- ABOUT THIS TASK
The line with "# test: point at every instance of the metal fence" marks the first line to copy, and the line with "# test: point at every instance of the gravel" marks the last. Transcribe that stretch of the data below exactly, without pictures.

- Opening Delimiter -

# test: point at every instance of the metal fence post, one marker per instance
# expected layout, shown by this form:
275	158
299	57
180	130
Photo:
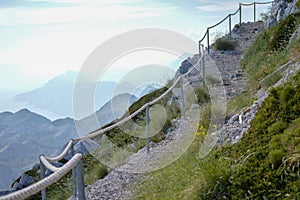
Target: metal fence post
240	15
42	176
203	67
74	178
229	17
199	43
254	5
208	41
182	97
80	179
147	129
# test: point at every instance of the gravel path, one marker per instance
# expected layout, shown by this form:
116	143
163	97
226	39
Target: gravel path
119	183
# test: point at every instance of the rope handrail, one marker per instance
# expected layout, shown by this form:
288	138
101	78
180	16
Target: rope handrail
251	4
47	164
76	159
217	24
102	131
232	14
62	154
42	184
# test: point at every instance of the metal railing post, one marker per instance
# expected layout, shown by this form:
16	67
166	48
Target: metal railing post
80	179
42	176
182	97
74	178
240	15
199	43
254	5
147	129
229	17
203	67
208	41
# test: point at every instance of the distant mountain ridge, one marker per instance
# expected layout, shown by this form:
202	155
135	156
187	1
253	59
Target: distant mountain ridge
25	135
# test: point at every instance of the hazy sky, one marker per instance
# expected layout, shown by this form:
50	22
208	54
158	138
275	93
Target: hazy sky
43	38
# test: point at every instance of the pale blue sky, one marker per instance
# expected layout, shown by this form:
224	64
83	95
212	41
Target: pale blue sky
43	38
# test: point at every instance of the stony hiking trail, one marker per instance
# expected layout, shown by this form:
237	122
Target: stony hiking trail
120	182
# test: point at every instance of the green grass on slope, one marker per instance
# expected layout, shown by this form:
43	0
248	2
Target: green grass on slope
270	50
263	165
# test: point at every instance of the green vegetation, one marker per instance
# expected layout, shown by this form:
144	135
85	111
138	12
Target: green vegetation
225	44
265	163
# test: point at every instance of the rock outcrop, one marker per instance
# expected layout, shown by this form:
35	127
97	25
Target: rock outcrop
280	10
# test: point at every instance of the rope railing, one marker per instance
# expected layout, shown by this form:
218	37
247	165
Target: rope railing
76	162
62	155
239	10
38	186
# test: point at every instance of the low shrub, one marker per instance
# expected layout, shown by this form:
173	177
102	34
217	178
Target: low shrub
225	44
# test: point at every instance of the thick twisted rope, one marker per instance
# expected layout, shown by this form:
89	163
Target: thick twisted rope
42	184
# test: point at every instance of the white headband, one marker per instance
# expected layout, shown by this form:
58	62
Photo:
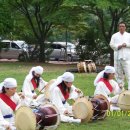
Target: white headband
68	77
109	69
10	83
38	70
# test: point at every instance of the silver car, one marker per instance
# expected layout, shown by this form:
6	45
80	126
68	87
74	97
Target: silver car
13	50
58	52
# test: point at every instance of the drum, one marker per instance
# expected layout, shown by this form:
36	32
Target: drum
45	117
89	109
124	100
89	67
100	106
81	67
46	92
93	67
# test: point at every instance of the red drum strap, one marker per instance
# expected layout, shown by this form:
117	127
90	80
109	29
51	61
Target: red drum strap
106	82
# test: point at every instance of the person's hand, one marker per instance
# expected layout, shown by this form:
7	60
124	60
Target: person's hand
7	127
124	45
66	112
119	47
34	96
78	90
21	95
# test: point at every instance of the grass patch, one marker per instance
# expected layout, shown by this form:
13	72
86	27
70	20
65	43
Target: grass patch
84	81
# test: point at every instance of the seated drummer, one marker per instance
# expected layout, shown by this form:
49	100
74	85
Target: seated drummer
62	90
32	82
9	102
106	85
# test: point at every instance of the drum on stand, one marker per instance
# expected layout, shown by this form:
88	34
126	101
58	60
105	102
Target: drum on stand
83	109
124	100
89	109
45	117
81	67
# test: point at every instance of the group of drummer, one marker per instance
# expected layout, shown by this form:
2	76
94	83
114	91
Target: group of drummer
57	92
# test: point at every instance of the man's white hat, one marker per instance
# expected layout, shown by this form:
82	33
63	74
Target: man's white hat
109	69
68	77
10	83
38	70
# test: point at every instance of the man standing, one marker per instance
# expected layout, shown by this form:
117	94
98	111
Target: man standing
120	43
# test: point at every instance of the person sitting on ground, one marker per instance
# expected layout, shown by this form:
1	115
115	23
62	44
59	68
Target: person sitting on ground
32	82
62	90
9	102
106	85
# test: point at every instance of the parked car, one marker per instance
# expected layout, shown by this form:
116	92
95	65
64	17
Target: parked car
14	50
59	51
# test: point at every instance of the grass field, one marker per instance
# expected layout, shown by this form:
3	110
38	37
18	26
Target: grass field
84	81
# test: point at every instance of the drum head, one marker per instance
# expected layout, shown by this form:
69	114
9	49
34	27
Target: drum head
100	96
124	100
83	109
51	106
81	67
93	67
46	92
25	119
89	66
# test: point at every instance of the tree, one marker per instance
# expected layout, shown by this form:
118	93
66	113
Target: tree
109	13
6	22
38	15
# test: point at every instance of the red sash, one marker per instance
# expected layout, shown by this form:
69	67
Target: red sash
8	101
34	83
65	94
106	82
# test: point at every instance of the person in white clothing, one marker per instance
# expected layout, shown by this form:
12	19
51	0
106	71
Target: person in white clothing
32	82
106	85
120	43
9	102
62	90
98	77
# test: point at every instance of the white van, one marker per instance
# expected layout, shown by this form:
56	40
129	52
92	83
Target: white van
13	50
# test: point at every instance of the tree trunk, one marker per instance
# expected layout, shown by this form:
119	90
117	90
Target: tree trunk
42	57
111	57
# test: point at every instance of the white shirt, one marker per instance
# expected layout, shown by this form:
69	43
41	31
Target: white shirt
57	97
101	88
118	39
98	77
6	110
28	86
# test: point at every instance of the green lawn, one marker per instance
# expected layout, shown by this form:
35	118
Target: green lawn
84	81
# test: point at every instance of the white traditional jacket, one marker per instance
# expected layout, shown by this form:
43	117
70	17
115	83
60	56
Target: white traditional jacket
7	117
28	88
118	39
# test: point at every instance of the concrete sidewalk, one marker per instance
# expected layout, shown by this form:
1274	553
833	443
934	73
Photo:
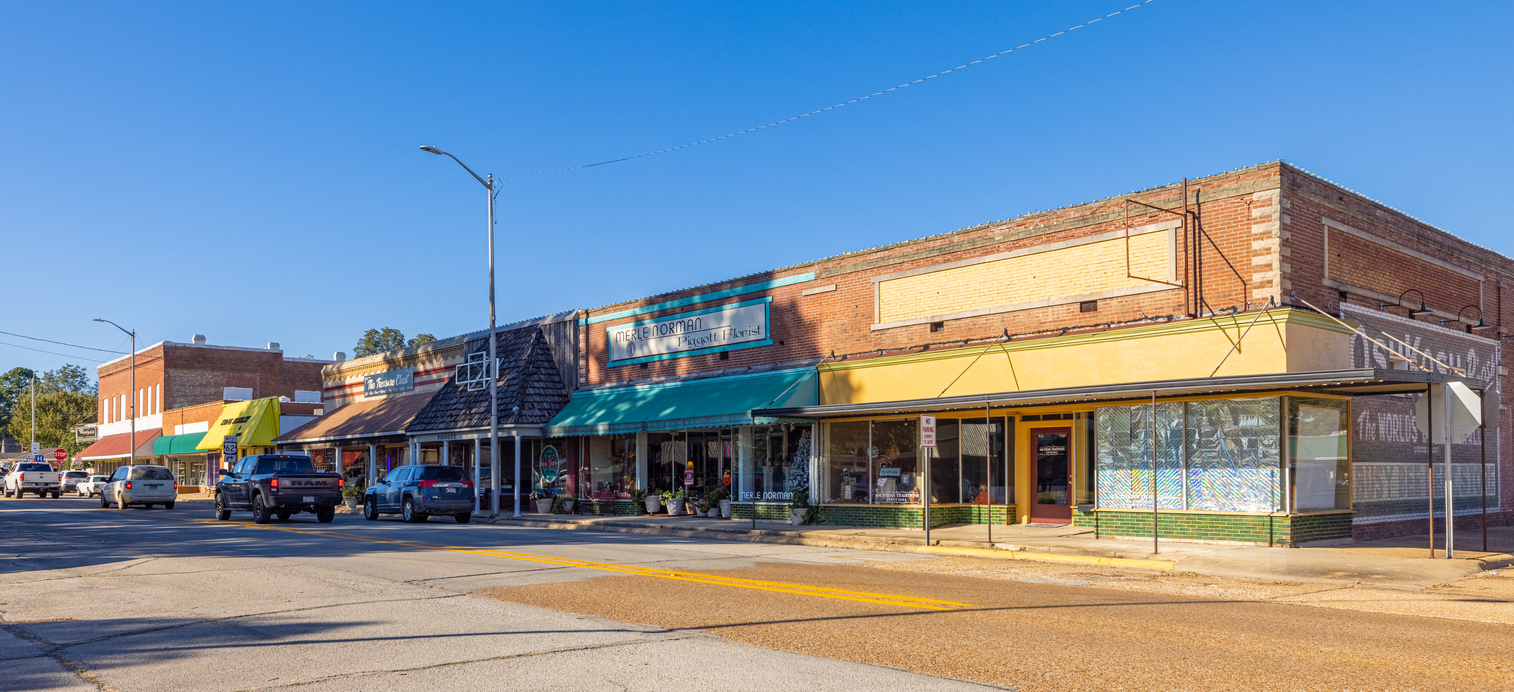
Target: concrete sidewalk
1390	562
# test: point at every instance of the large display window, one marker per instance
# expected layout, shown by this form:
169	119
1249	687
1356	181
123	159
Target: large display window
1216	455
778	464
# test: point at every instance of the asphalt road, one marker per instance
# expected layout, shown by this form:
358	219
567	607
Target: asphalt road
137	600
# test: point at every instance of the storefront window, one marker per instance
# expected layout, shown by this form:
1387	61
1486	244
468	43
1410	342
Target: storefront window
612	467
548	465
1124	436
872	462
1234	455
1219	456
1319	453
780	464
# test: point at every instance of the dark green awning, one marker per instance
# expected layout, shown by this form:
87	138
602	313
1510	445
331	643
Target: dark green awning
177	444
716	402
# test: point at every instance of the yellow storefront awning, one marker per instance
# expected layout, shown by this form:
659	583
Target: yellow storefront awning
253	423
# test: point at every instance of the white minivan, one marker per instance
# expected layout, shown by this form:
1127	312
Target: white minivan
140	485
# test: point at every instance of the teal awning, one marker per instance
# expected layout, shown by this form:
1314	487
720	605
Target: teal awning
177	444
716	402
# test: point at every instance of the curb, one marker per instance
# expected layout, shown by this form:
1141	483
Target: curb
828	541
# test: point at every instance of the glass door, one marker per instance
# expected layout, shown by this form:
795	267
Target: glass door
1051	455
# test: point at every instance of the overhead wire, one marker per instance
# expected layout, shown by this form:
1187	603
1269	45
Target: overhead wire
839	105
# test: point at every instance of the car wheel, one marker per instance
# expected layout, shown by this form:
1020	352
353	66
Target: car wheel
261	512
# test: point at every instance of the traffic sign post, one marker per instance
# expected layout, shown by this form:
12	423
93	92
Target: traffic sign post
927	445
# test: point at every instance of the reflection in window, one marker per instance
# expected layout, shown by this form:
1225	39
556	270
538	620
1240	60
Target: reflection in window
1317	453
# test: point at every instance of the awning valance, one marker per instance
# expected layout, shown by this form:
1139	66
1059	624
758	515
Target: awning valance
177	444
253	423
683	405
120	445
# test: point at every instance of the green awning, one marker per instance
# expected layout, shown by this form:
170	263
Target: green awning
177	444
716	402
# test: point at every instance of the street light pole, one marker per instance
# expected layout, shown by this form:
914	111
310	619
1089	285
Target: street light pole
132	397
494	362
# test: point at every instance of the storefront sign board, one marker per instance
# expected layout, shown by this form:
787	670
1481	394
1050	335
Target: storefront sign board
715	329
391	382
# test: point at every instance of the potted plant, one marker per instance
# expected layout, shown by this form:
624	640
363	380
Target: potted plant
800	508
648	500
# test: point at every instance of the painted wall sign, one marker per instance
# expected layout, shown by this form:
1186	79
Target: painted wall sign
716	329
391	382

- Closing Delimiter -
- Opening Delimiter -

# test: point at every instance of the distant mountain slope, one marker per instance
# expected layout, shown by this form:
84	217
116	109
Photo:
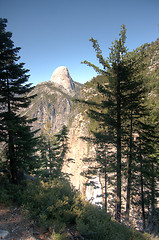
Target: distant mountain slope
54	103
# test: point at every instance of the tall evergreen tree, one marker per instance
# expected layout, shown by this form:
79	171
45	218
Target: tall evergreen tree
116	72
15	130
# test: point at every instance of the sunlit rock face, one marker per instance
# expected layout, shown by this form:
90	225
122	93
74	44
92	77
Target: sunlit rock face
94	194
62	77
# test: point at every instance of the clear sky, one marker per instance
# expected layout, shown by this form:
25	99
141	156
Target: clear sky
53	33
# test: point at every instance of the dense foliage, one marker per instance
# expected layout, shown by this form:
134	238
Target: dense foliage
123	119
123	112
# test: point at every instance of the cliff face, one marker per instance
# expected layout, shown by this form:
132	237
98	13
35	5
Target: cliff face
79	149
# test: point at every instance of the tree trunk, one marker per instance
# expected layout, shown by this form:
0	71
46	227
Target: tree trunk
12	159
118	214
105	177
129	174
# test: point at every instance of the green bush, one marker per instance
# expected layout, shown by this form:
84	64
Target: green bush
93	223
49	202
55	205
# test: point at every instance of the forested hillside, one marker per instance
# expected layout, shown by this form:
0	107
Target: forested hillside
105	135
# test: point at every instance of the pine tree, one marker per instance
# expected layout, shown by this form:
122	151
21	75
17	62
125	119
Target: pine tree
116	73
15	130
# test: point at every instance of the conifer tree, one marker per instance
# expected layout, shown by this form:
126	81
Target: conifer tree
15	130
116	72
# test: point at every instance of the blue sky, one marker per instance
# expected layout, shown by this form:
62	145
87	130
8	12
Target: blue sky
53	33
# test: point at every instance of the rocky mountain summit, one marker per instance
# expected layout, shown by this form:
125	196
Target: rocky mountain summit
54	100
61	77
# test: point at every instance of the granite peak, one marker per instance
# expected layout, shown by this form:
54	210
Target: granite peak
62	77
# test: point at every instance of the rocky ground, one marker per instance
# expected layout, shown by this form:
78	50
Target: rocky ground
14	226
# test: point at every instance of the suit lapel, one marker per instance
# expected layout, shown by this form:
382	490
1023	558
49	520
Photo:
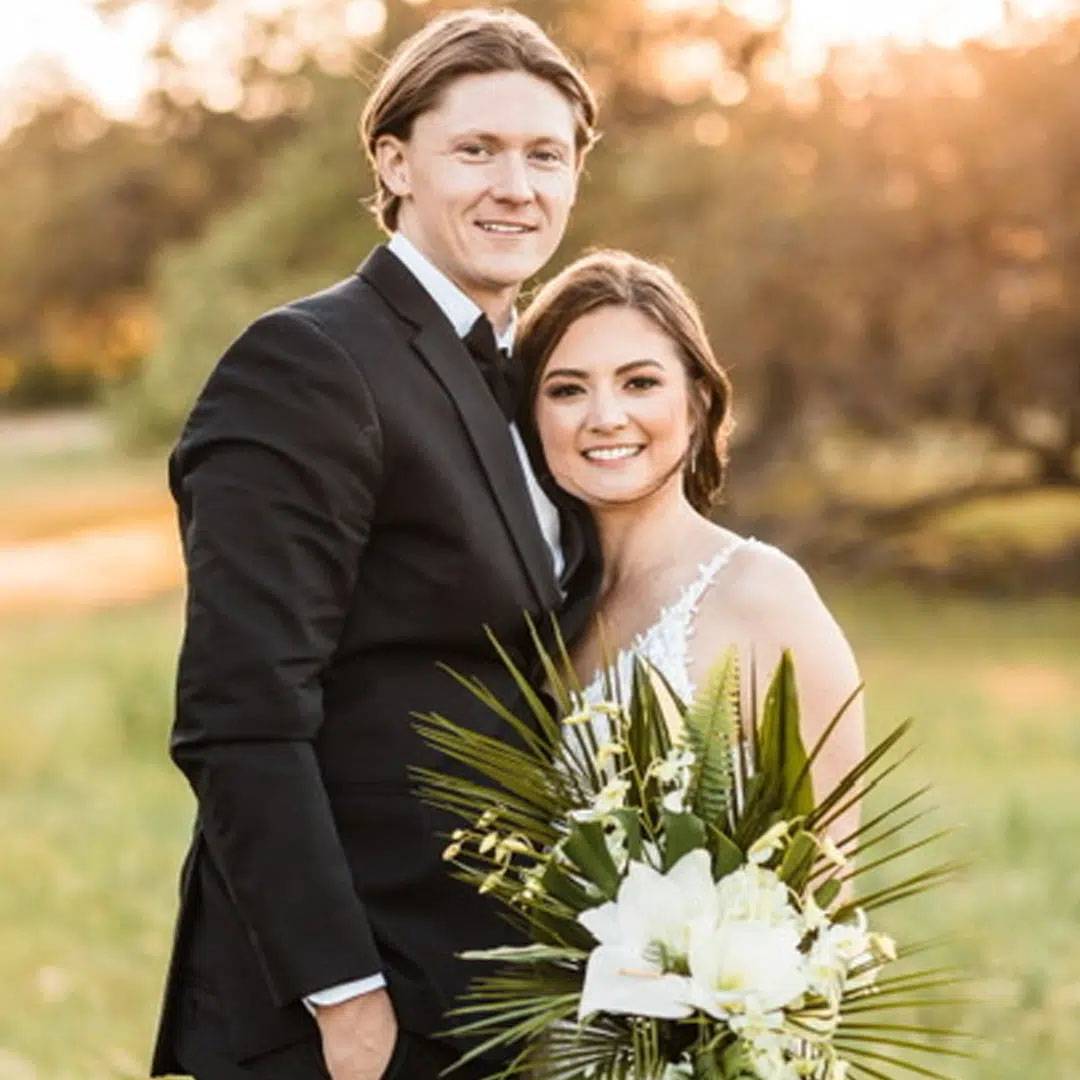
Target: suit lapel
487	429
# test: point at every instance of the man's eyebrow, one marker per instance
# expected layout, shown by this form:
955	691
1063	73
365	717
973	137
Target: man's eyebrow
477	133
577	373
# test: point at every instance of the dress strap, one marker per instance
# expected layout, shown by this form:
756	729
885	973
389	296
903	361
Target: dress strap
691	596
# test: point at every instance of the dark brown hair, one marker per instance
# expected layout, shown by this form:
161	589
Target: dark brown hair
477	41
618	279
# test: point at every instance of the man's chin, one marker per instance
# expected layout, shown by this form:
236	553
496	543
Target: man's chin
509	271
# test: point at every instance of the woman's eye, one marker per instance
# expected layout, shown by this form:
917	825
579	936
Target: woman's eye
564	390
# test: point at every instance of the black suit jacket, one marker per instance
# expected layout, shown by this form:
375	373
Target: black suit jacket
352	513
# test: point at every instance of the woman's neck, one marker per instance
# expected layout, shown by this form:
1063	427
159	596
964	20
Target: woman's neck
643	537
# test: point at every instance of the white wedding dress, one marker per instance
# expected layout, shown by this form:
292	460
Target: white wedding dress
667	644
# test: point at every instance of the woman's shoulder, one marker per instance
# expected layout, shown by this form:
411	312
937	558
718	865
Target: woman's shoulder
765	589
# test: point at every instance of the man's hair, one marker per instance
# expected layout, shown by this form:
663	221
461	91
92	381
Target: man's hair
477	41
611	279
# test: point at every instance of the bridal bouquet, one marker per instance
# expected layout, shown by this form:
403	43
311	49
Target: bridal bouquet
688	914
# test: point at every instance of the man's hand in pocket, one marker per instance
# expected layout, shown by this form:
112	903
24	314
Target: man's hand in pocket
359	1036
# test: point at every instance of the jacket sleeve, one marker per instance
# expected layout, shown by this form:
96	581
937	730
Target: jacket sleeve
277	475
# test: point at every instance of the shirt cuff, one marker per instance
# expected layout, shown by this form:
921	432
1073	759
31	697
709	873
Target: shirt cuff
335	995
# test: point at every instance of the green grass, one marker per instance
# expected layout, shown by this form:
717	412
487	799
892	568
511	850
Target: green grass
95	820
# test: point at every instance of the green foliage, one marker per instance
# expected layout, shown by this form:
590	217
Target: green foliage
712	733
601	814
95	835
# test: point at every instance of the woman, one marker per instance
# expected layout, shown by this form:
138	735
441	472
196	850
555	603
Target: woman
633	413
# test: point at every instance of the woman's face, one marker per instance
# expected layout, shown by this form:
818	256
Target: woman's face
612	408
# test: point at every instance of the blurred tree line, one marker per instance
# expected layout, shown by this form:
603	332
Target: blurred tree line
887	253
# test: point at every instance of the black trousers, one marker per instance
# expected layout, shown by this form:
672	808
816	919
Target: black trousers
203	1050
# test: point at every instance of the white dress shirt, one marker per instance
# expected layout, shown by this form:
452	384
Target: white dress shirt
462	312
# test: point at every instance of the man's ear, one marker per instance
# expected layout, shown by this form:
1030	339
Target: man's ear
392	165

- Closing Delimiter -

- RESULT OF THIS TASK
# test: point at every instance of the metal fence post, one marker per instance
# expected layout, shown by this form:
275	158
299	57
180	130
Photo:
Target: metal fence post
240	15
42	176
203	67
74	178
229	17
199	43
254	5
208	41
182	97
80	179
147	129
# test: point at every instance of the gravel path, one marker per instance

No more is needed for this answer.